ФРАГМЕНТ ТЕКСТА
· · · · · · ·
Ознакомительная версия.
Со Стафом мы ездили однажды в «спортивно-трудовой лагерь», длился он недели две. Мы жили в больших палатках армейского образца. Не помню ни труда, ни спорта в этом лагере, кроме разве что утренней зарядки. Была у нас, разумеется, какая-то трудовая повинность. Вот именно – повинность, поэтому не запомнилась.
Только песни у костра возбуждали интерес, поскольку были какие-то внепрограммные:
У девушки с острова Пасхи
Сожрали любовника тигры!
Схватили любовника, связи чиновника,
И съели в саду под бананом…
К счастью, физическая культура всё-таки присутствовала в моей жизни, хотя и без участия школы. Много катался на велосипеде, научился водить мотоцикл. Если относить к спорту шахматы и стрельбу из духового ружья, занимался и этим.
· · · · · · ·
ИСХОДНЫЕ ДАННЫЕ
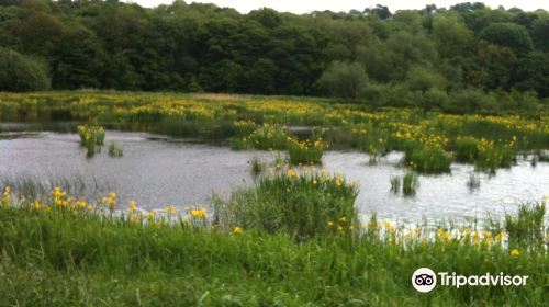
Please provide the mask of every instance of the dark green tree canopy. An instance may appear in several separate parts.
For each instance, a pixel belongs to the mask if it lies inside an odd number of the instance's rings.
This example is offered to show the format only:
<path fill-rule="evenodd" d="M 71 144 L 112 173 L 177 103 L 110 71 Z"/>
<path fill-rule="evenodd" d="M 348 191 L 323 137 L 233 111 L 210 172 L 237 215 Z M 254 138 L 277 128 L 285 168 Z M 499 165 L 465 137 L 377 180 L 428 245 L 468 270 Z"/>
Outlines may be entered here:
<path fill-rule="evenodd" d="M 154 9 L 0 0 L 0 47 L 2 90 L 52 80 L 60 90 L 332 95 L 448 110 L 477 107 L 482 94 L 492 105 L 492 91 L 549 96 L 549 13 L 481 2 L 298 15 L 183 0 Z"/>

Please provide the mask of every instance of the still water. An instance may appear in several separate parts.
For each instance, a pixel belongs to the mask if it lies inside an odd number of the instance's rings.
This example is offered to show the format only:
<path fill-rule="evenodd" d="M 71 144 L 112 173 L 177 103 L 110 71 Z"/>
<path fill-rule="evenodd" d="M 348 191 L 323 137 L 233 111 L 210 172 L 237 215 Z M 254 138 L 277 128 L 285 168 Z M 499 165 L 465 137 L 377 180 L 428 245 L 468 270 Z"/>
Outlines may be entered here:
<path fill-rule="evenodd" d="M 72 194 L 98 198 L 116 192 L 120 203 L 130 200 L 145 209 L 167 204 L 184 208 L 208 206 L 213 193 L 227 197 L 238 186 L 251 185 L 249 161 L 272 161 L 274 154 L 233 151 L 226 146 L 193 144 L 144 133 L 108 132 L 105 144 L 115 140 L 122 158 L 111 158 L 107 146 L 92 158 L 79 146 L 76 134 L 0 134 L 0 183 L 9 180 L 69 187 Z M 328 172 L 341 172 L 360 186 L 356 206 L 363 216 L 376 212 L 381 219 L 418 223 L 424 219 L 463 221 L 503 216 L 517 204 L 549 195 L 549 163 L 531 167 L 519 161 L 495 175 L 478 174 L 477 190 L 467 185 L 472 166 L 453 164 L 451 174 L 421 175 L 414 196 L 390 191 L 390 179 L 402 175 L 400 154 L 369 164 L 366 154 L 328 151 L 323 163 Z"/>

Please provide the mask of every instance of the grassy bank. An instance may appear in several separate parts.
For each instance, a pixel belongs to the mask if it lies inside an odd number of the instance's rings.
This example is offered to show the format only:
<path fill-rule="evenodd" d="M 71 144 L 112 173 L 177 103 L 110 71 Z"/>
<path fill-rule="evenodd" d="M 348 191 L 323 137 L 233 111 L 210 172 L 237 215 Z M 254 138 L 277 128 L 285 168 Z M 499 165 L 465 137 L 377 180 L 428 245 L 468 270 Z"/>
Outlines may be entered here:
<path fill-rule="evenodd" d="M 69 214 L 3 209 L 0 304 L 19 306 L 541 306 L 547 254 L 370 237 L 295 243 L 240 235 L 142 227 Z M 529 275 L 524 287 L 438 287 L 416 293 L 421 266 L 461 274 Z M 546 273 L 544 273 L 546 272 Z"/>
<path fill-rule="evenodd" d="M 404 228 L 374 216 L 360 223 L 356 192 L 338 177 L 289 169 L 219 201 L 209 215 L 171 206 L 145 213 L 134 203 L 114 212 L 115 194 L 88 204 L 59 189 L 47 200 L 16 201 L 4 190 L 0 305 L 544 305 L 544 205 L 484 230 Z M 419 294 L 411 276 L 422 266 L 529 280 Z"/>

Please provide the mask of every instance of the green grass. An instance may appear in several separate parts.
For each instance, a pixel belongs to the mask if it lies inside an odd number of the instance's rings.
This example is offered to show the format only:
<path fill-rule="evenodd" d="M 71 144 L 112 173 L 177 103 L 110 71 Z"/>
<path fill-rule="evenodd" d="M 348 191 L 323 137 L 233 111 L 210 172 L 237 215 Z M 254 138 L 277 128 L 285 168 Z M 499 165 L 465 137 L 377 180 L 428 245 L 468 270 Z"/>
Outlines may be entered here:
· · · · · · ·
ЗАДАНИЕ
Определите, соответствуют ли фрагменту текста о спортивно-трудовом лагере следующие утверждения: 1. Лагерь продолжался около двух недель. 2. В лагере жили в деревянных домиках. 3. Автор научился водить мотоцикл. Для каждого утверждения ответьте «да» или «нет» и приведите точную цитату, на которой основан ответ. Опирайтесь только на фрагмент текста.

ОТВЕТ
1. Да: «длился он недели две».
2. Нет: «Мы жили в больших палатках армейского образца».
3. Да: «научился водить мотоцикл».